DIRECTIONS FOR THIS TASK ->
Please rewrite the stored dataset items from the beginning through the line containing "point(21, 23)", both ends included, and leave out the picture. Keep every other line as is, except that each coordinate in the answers should be rescaled by 1.85 and rounded to a whole number, with halves rounded up.

Stored dataset items:
-.-.-

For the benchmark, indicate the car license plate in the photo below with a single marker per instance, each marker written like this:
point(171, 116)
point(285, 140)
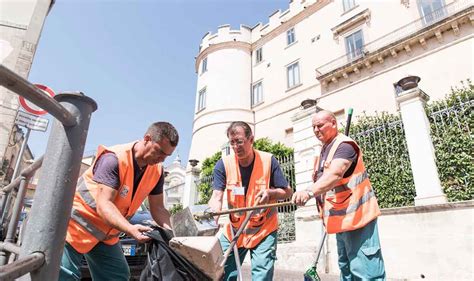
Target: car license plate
point(128, 250)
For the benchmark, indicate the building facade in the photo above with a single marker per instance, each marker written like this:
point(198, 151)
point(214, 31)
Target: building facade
point(342, 53)
point(174, 183)
point(21, 23)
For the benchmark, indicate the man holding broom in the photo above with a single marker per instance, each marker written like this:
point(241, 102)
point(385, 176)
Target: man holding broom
point(346, 201)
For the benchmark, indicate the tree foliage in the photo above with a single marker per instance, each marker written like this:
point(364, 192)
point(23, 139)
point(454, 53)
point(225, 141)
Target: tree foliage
point(382, 140)
point(264, 144)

-.-.-

EXERCISE RESPONSE ->
For the benchmark, indicate the car license plate in the photo below with a single marker per instance, each marker written like this:
point(171, 116)
point(285, 140)
Target: car license plate
point(237, 463)
For the benchmark, indicate the building facade in the photo above with a single marker per instance, each marker written like this:
point(198, 151)
point(214, 31)
Target: building facade
point(633, 98)
point(322, 339)
point(39, 43)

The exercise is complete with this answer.